■ **TRY IT**
Of all the lines in the material, how many carry the string "tomato"? Respond with the number by itself.
————————
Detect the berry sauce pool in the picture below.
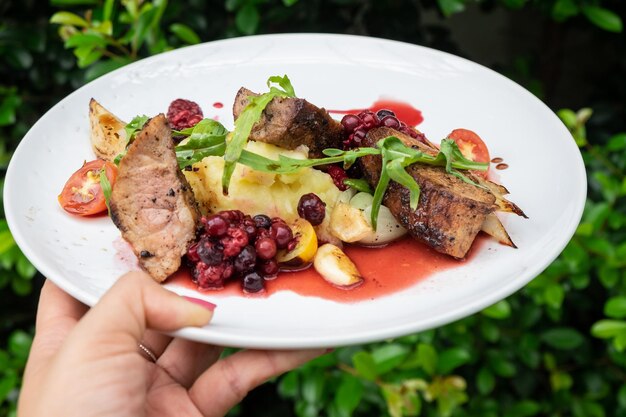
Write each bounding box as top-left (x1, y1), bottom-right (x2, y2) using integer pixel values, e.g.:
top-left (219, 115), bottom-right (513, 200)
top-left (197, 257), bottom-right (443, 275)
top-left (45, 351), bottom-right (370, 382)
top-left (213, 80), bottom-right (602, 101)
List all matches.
top-left (169, 235), bottom-right (486, 303)
top-left (328, 99), bottom-right (424, 127)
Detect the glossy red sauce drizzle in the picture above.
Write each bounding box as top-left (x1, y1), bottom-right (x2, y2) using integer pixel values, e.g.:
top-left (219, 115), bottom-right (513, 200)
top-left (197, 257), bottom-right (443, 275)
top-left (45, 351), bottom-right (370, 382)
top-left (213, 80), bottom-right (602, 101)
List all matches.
top-left (169, 236), bottom-right (486, 303)
top-left (328, 99), bottom-right (424, 127)
top-left (212, 102), bottom-right (224, 108)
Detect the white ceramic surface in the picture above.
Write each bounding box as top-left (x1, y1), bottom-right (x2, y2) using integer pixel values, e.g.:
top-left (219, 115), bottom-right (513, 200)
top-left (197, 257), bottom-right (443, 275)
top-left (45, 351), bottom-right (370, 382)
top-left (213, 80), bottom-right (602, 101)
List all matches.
top-left (4, 34), bottom-right (586, 348)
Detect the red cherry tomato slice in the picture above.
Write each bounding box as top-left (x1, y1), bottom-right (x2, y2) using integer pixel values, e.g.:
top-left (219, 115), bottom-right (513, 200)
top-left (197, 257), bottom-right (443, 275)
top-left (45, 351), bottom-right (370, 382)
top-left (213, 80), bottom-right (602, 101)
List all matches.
top-left (58, 159), bottom-right (117, 216)
top-left (447, 128), bottom-right (490, 178)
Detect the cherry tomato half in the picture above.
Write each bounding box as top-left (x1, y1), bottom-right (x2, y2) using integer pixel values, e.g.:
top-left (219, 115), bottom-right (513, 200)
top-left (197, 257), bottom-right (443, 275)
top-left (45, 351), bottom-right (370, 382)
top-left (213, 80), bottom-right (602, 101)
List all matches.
top-left (447, 128), bottom-right (490, 178)
top-left (58, 159), bottom-right (117, 216)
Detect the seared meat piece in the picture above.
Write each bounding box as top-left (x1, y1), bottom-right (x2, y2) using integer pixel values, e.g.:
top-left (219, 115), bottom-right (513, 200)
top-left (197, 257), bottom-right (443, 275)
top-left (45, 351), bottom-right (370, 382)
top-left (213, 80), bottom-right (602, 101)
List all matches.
top-left (110, 114), bottom-right (199, 282)
top-left (232, 87), bottom-right (343, 158)
top-left (361, 127), bottom-right (498, 258)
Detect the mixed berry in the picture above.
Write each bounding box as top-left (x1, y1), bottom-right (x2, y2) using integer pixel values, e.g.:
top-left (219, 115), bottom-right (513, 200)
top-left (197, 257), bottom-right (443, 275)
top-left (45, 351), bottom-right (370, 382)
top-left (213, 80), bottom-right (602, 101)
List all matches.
top-left (297, 193), bottom-right (327, 226)
top-left (340, 109), bottom-right (426, 149)
top-left (186, 210), bottom-right (296, 293)
top-left (167, 98), bottom-right (204, 131)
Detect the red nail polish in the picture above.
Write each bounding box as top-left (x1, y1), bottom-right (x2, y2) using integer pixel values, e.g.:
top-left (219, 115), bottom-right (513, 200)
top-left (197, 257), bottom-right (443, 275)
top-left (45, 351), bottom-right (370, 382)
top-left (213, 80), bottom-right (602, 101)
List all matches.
top-left (183, 296), bottom-right (217, 312)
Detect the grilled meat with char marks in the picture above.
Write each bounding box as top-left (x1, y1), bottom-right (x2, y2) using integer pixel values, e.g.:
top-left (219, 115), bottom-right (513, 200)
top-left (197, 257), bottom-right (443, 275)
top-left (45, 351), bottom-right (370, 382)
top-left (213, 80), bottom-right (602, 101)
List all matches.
top-left (360, 127), bottom-right (499, 258)
top-left (110, 114), bottom-right (199, 282)
top-left (232, 87), bottom-right (343, 158)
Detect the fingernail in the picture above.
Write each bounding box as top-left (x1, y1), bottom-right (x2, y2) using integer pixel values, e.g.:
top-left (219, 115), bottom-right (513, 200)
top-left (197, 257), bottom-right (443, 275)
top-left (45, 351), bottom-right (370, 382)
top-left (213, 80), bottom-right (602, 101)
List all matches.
top-left (183, 296), bottom-right (217, 312)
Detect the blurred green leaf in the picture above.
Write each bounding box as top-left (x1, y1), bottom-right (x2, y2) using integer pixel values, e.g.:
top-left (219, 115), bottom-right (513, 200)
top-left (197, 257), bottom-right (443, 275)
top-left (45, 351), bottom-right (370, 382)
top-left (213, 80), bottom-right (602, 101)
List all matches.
top-left (540, 328), bottom-right (584, 350)
top-left (372, 344), bottom-right (410, 375)
top-left (64, 33), bottom-right (108, 49)
top-left (170, 23), bottom-right (201, 45)
top-left (0, 92), bottom-right (21, 127)
top-left (352, 351), bottom-right (378, 380)
top-left (591, 320), bottom-right (626, 338)
top-left (50, 11), bottom-right (89, 27)
top-left (550, 371), bottom-right (573, 391)
top-left (235, 4), bottom-right (259, 35)
top-left (437, 348), bottom-right (471, 374)
top-left (506, 400), bottom-right (541, 417)
top-left (552, 0), bottom-right (578, 21)
top-left (605, 297), bottom-right (626, 319)
top-left (8, 331), bottom-right (32, 360)
top-left (582, 6), bottom-right (623, 33)
top-left (278, 371), bottom-right (299, 398)
top-left (607, 133), bottom-right (626, 151)
top-left (0, 372), bottom-right (18, 402)
top-left (476, 367), bottom-right (495, 395)
top-left (301, 370), bottom-right (325, 405)
top-left (437, 0), bottom-right (465, 17)
top-left (482, 300), bottom-right (511, 319)
top-left (334, 374), bottom-right (363, 416)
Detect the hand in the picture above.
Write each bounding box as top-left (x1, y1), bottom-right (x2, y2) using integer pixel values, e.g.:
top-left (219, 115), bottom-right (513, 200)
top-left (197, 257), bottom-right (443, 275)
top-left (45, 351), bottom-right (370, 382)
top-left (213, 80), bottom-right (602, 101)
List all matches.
top-left (18, 272), bottom-right (326, 417)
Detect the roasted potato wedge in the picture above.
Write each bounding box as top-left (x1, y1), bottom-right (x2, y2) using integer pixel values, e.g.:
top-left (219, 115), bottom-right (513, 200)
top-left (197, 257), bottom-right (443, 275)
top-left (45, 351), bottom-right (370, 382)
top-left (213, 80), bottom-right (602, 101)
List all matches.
top-left (89, 98), bottom-right (127, 162)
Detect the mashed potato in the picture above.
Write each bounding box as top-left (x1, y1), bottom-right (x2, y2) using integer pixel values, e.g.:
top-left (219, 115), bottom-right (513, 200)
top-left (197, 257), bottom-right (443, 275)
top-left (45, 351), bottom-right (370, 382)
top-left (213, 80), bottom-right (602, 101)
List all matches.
top-left (184, 141), bottom-right (341, 221)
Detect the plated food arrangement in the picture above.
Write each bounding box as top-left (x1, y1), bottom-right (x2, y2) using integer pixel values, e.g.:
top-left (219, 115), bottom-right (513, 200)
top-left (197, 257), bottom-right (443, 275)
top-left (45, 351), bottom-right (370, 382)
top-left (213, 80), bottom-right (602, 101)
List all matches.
top-left (5, 34), bottom-right (586, 347)
top-left (59, 75), bottom-right (526, 298)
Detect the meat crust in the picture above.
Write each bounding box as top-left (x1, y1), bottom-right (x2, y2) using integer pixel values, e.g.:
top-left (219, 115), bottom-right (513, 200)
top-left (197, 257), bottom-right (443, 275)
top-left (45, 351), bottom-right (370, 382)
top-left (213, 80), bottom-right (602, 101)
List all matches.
top-left (110, 114), bottom-right (199, 282)
top-left (232, 87), bottom-right (343, 158)
top-left (361, 127), bottom-right (497, 258)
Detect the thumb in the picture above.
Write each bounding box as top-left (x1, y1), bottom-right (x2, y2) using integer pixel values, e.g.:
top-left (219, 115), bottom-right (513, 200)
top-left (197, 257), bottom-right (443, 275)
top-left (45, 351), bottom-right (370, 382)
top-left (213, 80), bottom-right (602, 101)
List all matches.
top-left (70, 271), bottom-right (214, 351)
————————
■ **TASK RESPONSE**
2